It doesn’t matter what kind of technical debt it is. It could be defects/bugs, it could be delivery, it could be scale and performance, it could even be the UX. It could even be a lack of knowledge exchange and communications among business units and teams, which I refer to as organizational debt. All of it can and will eat a company alive if it’s not dealt with in a sustainable manner.
I’ve seen this too many times now not to talk about it or write something specific about how companies ignore their technical debt to their own detriment.
Technical debt can cost a company twenty to forty percent of their annual budget. If a company has fifty developers with an annual pay of $100k, spending roughly thirty-three percent of their time on technical debt, then that debt roughly costs around $1.65 Million dollars annually. Minimum. (*source)
The Red Flags of Tech Debt
Here are a few things I’ve always noted as red flags for companies that reach the five year or even ten year mark and think things are going fine, only to have someone raise the alarm, have it delayed or dismissed, until a near catastrophic or catastrophic failure of some part of the business occurs. These are a few things that could be happening on teams and in business units:
Not having any kind of Software Development Life Cycle plan, at all. And if there was one, it’s not reviewed on a regular basis. This would include not only supported platforms/devices, but also libraries and tools that are used to create the product.

• [DATASET ENTRIES]:

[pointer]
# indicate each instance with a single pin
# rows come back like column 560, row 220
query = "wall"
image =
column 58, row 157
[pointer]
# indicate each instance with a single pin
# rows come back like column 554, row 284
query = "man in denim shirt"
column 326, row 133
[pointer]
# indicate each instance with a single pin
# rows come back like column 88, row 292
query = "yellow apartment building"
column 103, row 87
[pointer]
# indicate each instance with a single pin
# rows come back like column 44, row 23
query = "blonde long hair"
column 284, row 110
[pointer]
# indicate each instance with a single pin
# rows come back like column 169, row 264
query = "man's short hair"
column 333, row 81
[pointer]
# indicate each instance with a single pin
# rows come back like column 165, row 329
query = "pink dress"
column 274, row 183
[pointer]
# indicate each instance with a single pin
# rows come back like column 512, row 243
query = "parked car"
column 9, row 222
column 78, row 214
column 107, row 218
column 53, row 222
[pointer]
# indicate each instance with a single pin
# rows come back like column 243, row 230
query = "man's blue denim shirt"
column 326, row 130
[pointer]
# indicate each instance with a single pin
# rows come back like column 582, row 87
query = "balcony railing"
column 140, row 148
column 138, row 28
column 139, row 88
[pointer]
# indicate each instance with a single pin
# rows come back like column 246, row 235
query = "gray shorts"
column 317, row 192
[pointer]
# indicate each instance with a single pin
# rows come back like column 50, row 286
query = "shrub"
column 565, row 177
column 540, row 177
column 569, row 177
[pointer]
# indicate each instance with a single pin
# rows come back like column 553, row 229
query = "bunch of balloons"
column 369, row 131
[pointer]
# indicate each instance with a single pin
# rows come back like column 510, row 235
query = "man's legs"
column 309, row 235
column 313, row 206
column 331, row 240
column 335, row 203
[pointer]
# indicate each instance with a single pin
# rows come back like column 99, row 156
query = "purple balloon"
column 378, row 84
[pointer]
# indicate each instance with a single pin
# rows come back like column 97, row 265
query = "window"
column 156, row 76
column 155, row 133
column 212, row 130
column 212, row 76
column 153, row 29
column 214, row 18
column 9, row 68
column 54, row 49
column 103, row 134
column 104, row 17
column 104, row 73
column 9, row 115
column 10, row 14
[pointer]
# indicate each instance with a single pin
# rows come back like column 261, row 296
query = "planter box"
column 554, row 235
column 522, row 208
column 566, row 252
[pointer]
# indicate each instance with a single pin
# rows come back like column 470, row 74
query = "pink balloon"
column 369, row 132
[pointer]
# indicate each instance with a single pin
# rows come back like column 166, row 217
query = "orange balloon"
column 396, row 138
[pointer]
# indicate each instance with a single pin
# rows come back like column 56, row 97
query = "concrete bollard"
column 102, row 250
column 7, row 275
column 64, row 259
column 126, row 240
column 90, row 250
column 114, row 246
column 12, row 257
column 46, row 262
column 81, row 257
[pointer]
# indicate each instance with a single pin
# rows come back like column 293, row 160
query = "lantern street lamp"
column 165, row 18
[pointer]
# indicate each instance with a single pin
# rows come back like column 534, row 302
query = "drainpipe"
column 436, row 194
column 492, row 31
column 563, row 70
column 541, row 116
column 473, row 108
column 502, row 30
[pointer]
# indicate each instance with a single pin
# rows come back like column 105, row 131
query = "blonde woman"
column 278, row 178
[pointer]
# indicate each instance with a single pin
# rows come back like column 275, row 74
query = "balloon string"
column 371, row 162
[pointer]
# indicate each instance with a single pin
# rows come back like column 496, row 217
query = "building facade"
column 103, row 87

• [REQUIRED TASK 1]:
Answer the following from the technical debt text:
(a) What term does the writer use for a lack of knowledge exchange and communications among business units and teams?
(b) What share of a company's annual budget can technical debt cost?
(c) In the worked example, what is the estimated minimum annual cost of the debt?
• [REQUIRED TASK 2]:
List every kind of technical debt named in the opening paragraph of the technical debt text.
• [REQUIRED TASK 3]:
Continue the technical debt text from its final sentence, adding further red flags in the same manner.
The rows are not needed for any of this work.

• [RESULT 1]:
(a) Organizational debt.
(b) Twenty to forty percent.
(c) Around $1.65 million.

• [RESULT 2]:
- Defects/bugs
- Delivery
- Scale and performance
- The UX
- A lack of knowledge exchange and communications among business units and teams (organizational debt)

• [RESULT 3]:
Unprepared to scale up or scale down operations in a sustainable way, which maintains the budget and people’s sanity.
Unable to easily promote newer processes or technical platforms for delivery because of several limiting factors like money, cults of personalities, tight coupling of pipeline with product, unstable code, etc.
Feedback loops informing folks of quality issues are lagging, not useful (aka feeding back on the wrong information), ignored, broken, or all together non-existent.
Lack of clear communication with a customer. If someone creates a ticket, whether internal or external, and general response time is more than 72 hours. Regardless of whether the issue will be fixed or not. A customer deserves an answer within a reasonable amount of time.
Lack of onboarding framework which can also scale with the company.
Lack of accountability and planning around infra and tools.
Too many orphaned tools, processes, code which no one wants to own and are generally too afraid to clean up.
Any one of these can have a serious impact to a company’s bottom line if allowed to continue.
I’m also assuming here that the plan for most companies is to actually continue, not be bought out by a larger company. If a buyout is the goal, then helping employees frame risk around maintaining a smaller set of critical systems and processes toward that end should achievable.
Beyond Initialization
If you are an exec with a business that either creates tech or heavily utilizes it and have a desire for your business to survive, you need to do more than plan for your horizon models for revenue streams. Build a plan for sustainable obsolescence, scaling, and knowledge transfers, especially if you’ve passed the five-year mark and substantial growth is in the business forecast.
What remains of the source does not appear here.